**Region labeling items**

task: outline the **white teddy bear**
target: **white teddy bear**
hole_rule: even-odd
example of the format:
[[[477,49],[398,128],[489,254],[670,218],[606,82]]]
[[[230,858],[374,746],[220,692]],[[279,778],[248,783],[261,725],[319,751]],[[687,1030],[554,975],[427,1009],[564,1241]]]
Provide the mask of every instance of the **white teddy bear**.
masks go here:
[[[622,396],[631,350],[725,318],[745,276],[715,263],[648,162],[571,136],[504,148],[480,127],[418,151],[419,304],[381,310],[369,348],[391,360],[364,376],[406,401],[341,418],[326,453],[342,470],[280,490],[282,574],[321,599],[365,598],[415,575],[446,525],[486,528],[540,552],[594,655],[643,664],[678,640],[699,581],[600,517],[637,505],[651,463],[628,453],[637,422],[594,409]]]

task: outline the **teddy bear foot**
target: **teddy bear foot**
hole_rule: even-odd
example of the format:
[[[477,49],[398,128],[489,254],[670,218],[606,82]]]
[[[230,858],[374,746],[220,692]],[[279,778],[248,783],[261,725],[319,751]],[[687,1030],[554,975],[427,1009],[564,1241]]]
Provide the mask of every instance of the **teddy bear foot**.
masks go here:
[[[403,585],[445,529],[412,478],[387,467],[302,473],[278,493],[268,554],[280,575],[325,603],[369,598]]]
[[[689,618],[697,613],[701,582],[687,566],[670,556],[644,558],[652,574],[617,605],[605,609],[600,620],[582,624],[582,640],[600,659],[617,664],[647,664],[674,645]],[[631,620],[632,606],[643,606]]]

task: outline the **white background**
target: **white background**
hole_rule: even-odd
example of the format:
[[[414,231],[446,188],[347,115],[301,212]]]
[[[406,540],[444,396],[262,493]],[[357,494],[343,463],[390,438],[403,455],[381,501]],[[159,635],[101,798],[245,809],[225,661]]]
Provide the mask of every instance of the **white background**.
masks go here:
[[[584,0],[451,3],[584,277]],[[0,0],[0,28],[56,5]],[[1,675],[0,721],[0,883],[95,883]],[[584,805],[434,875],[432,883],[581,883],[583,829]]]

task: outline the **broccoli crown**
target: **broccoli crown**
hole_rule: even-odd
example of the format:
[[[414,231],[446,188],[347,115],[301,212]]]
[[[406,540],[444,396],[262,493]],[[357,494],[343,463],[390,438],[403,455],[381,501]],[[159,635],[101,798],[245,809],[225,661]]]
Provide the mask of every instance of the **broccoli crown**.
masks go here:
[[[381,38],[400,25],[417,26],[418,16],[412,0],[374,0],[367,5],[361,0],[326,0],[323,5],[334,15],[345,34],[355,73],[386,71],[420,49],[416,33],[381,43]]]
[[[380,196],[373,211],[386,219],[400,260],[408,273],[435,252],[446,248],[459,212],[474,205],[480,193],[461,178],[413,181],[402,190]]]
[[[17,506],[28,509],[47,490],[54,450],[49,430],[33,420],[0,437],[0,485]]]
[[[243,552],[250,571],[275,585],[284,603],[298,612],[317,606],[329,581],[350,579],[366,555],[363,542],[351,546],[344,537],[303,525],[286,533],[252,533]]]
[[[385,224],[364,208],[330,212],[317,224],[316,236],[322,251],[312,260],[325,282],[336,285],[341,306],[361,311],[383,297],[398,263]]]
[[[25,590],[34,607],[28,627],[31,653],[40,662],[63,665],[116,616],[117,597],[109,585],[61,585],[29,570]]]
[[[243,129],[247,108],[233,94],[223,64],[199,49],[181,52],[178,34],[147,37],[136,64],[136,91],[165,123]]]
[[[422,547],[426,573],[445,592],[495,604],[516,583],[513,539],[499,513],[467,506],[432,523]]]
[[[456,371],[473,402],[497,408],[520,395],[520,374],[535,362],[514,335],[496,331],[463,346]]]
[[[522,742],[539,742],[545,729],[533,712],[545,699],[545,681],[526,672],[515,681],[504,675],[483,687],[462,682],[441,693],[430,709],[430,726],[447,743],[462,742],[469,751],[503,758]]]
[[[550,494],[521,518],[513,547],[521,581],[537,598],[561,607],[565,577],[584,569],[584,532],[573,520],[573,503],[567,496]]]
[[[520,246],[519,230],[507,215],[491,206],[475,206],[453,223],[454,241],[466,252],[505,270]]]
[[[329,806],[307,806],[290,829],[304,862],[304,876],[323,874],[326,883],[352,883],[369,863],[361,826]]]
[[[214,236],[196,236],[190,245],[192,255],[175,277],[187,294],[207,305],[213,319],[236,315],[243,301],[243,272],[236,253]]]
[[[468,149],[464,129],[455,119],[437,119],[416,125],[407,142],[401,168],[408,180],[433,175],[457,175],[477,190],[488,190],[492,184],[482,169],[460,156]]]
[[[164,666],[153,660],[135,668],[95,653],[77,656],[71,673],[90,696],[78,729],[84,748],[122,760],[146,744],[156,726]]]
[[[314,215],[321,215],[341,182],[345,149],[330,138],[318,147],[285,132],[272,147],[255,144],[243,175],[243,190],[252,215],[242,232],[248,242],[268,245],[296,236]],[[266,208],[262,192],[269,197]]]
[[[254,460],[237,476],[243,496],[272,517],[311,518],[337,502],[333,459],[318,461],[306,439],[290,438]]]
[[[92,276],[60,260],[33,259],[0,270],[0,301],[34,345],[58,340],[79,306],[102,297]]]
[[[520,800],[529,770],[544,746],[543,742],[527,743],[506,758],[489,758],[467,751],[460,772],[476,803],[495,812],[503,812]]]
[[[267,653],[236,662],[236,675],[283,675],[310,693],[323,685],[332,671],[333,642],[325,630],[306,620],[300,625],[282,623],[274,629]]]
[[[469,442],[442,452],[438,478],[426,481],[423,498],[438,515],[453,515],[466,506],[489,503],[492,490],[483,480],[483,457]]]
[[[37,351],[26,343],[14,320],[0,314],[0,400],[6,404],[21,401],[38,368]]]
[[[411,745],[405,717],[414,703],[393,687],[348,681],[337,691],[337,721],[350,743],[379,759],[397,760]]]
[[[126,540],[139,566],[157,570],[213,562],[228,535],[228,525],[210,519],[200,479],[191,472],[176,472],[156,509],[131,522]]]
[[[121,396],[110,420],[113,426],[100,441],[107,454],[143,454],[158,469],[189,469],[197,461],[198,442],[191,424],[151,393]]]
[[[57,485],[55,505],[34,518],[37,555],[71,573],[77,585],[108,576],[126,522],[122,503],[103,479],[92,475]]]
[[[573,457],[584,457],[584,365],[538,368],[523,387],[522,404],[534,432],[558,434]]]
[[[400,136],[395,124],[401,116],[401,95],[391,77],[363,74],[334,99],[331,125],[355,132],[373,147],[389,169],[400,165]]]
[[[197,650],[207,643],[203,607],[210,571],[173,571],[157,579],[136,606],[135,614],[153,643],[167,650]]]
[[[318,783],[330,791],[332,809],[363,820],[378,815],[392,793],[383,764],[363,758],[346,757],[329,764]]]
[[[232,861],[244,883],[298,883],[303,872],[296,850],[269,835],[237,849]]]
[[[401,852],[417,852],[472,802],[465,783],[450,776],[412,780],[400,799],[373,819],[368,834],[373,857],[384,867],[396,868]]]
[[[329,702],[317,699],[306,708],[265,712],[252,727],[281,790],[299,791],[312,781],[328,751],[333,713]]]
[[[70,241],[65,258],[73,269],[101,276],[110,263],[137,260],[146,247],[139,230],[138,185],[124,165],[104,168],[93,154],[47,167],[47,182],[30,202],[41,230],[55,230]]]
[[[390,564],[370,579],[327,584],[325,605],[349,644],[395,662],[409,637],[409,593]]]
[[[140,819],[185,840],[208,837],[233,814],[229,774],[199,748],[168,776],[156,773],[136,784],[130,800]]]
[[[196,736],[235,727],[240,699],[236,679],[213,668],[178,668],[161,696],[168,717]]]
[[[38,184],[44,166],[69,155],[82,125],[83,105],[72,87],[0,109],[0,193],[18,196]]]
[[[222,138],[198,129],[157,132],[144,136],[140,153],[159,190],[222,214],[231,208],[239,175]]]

**Prompt**
Count the lines in the records above that contain the word "teddy". Give only the number.

**Problem solution**
6